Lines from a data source
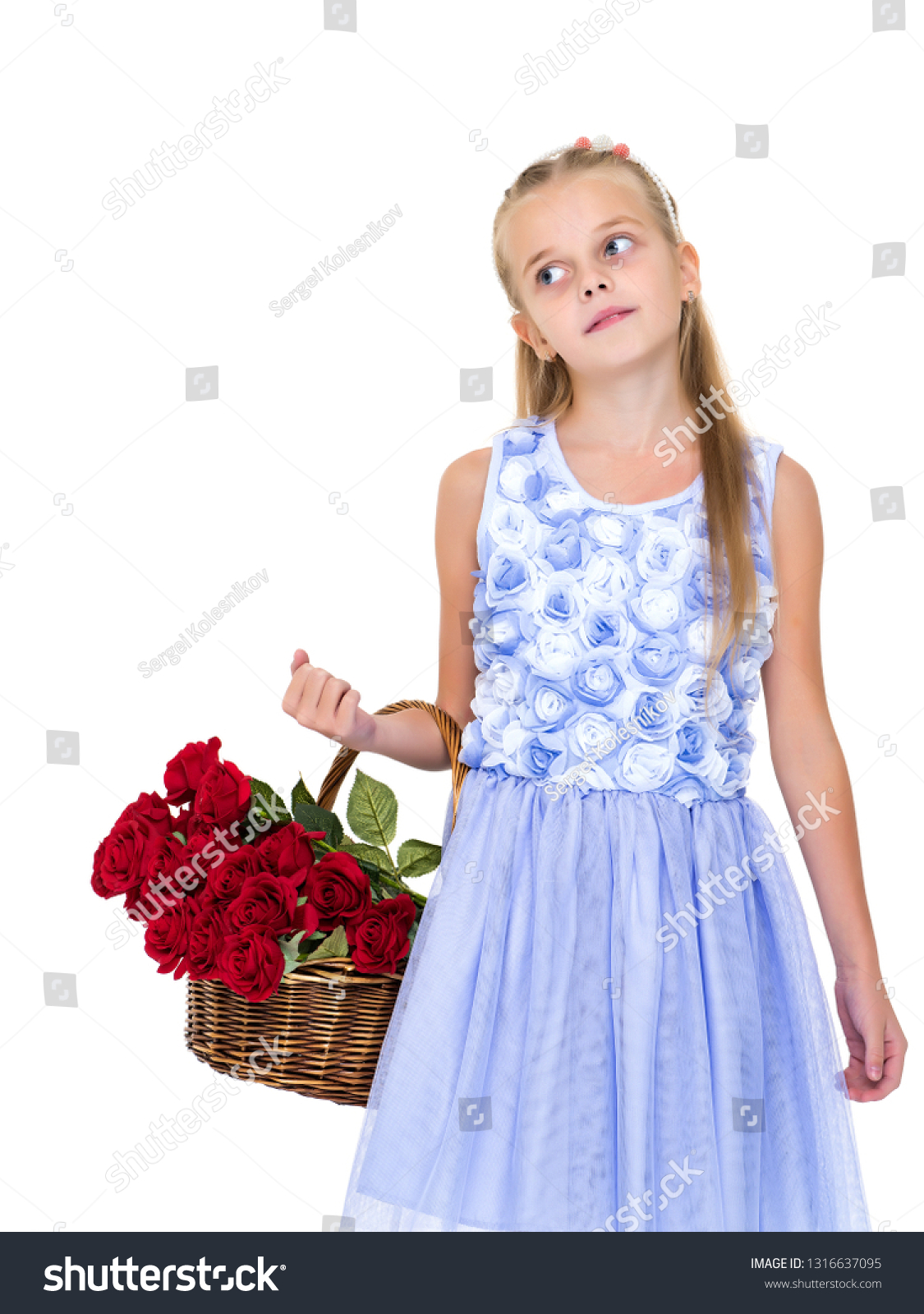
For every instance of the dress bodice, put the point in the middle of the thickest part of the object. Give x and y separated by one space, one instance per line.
591 627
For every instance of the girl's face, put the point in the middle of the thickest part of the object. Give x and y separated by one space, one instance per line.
589 246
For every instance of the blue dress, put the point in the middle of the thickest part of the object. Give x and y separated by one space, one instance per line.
611 1018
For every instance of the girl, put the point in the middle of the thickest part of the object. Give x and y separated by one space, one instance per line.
611 1018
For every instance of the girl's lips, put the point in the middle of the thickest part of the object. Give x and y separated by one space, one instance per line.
610 319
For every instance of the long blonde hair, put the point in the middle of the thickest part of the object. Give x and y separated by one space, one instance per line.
545 389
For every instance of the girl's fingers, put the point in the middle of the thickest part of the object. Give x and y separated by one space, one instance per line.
874 1049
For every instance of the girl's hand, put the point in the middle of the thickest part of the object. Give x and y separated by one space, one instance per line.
874 1038
325 705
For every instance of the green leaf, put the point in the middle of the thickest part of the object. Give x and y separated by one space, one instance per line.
334 946
319 819
301 794
274 807
370 853
291 952
417 857
372 810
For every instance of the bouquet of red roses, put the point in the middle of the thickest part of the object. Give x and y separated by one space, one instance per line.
246 908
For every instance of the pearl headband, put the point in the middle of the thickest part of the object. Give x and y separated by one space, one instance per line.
605 144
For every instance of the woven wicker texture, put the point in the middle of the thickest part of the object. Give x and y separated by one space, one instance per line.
330 1016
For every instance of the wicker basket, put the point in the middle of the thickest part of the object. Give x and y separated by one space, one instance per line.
329 1015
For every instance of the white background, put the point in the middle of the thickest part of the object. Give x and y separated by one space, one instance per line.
352 398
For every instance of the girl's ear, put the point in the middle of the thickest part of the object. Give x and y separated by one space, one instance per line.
530 335
689 269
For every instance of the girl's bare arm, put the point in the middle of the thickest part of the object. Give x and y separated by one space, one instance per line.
812 775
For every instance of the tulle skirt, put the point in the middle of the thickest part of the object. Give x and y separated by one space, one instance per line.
609 1022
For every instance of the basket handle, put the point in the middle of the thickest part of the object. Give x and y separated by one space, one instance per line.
448 728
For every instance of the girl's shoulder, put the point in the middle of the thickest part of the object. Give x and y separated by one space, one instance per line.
788 488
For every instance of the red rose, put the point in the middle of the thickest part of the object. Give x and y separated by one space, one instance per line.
306 919
120 862
380 940
223 882
223 795
168 939
264 900
184 772
339 890
207 936
251 963
166 856
149 807
288 852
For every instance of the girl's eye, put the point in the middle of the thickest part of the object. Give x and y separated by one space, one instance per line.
540 276
618 240
549 269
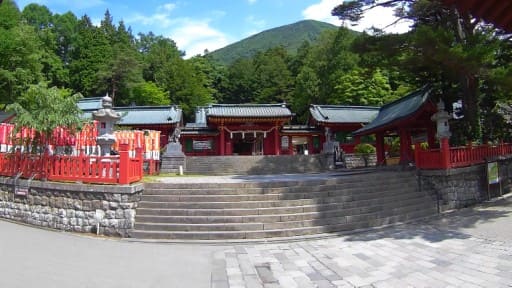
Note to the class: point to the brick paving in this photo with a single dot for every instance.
(460, 249)
(467, 248)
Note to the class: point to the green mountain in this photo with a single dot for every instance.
(289, 36)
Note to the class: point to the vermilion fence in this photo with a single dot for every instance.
(455, 157)
(119, 169)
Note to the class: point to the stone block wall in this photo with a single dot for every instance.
(463, 187)
(71, 207)
(357, 161)
(256, 165)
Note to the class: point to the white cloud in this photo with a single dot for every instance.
(194, 36)
(381, 18)
(253, 21)
(322, 11)
(69, 4)
(191, 35)
(378, 17)
(168, 7)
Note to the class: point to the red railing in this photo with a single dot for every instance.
(119, 169)
(456, 157)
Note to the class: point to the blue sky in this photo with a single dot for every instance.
(196, 25)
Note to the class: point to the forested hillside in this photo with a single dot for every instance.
(464, 60)
(290, 37)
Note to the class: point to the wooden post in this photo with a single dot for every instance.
(417, 148)
(124, 163)
(276, 140)
(445, 153)
(379, 146)
(222, 141)
(139, 154)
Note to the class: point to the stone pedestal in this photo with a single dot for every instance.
(329, 151)
(173, 158)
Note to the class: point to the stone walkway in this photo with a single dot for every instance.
(468, 248)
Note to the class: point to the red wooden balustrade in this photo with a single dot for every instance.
(119, 169)
(456, 157)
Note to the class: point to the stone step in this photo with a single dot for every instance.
(284, 186)
(290, 190)
(304, 216)
(223, 202)
(277, 233)
(241, 211)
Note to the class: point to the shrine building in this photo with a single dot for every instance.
(340, 121)
(409, 119)
(158, 118)
(236, 129)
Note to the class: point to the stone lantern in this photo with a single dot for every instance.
(107, 117)
(441, 118)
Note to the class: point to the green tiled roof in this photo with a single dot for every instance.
(90, 103)
(248, 110)
(149, 115)
(135, 115)
(393, 112)
(4, 116)
(343, 114)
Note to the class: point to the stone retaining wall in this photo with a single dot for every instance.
(357, 161)
(257, 165)
(463, 187)
(71, 207)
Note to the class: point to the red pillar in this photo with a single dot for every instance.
(417, 148)
(222, 141)
(124, 163)
(445, 153)
(405, 146)
(379, 146)
(276, 140)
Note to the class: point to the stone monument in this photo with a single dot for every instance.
(173, 159)
(107, 117)
(329, 149)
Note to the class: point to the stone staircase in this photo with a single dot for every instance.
(258, 210)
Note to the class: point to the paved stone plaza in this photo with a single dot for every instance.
(467, 248)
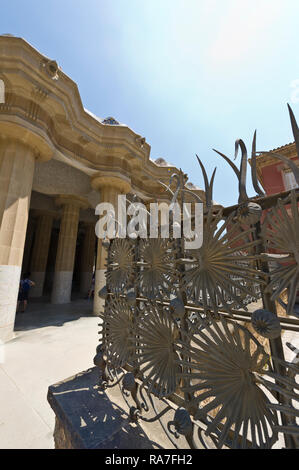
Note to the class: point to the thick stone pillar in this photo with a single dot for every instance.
(65, 258)
(87, 257)
(40, 253)
(110, 188)
(17, 162)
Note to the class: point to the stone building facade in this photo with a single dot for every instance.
(274, 175)
(57, 162)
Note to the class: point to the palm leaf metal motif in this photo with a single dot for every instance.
(117, 332)
(158, 359)
(218, 271)
(121, 269)
(157, 273)
(224, 358)
(286, 386)
(281, 234)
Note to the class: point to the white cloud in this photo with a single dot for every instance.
(244, 29)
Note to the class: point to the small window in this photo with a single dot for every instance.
(289, 180)
(2, 92)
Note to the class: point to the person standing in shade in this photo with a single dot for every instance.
(25, 286)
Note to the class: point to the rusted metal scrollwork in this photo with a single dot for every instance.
(178, 336)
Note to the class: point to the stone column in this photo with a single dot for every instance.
(65, 258)
(87, 257)
(17, 162)
(110, 187)
(40, 253)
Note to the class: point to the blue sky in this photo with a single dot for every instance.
(188, 75)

[Written task] Copy out the lines starting at the one that contains "Note to the class: point to the thick" and ending with the last line, keeping both ends.

[Result of the exercise]
Note to the class: point to the thick stone pillar in this photo with a single dot for every instance.
(65, 258)
(87, 257)
(40, 253)
(110, 188)
(17, 162)
Note to the class: point to the stone building facade in this photo with a single dot for every instance.
(274, 175)
(57, 162)
Note to the class: point to the palm leaf metal motif in this photo with a single dot for every instance.
(117, 332)
(158, 359)
(218, 271)
(121, 269)
(157, 273)
(224, 358)
(286, 386)
(281, 234)
Note to the class: point to the white cloud in this photo with a single dot for every instance.
(244, 29)
Note to the class: point to the small window in this photo with a single dot for every instance.
(289, 180)
(2, 92)
Note to the class: point to the person standing in shade in this photo with a single dot for every instance.
(25, 286)
Note to the class: point to the rusted metal scrollwork in this photo with a single dot for every instance.
(178, 336)
Note to the class: point to the stone column in this photo with a single dot for every instance.
(65, 258)
(87, 257)
(17, 162)
(110, 187)
(40, 253)
Note to the class: point to the blue sky in this photo with a single dot for every instance.
(188, 75)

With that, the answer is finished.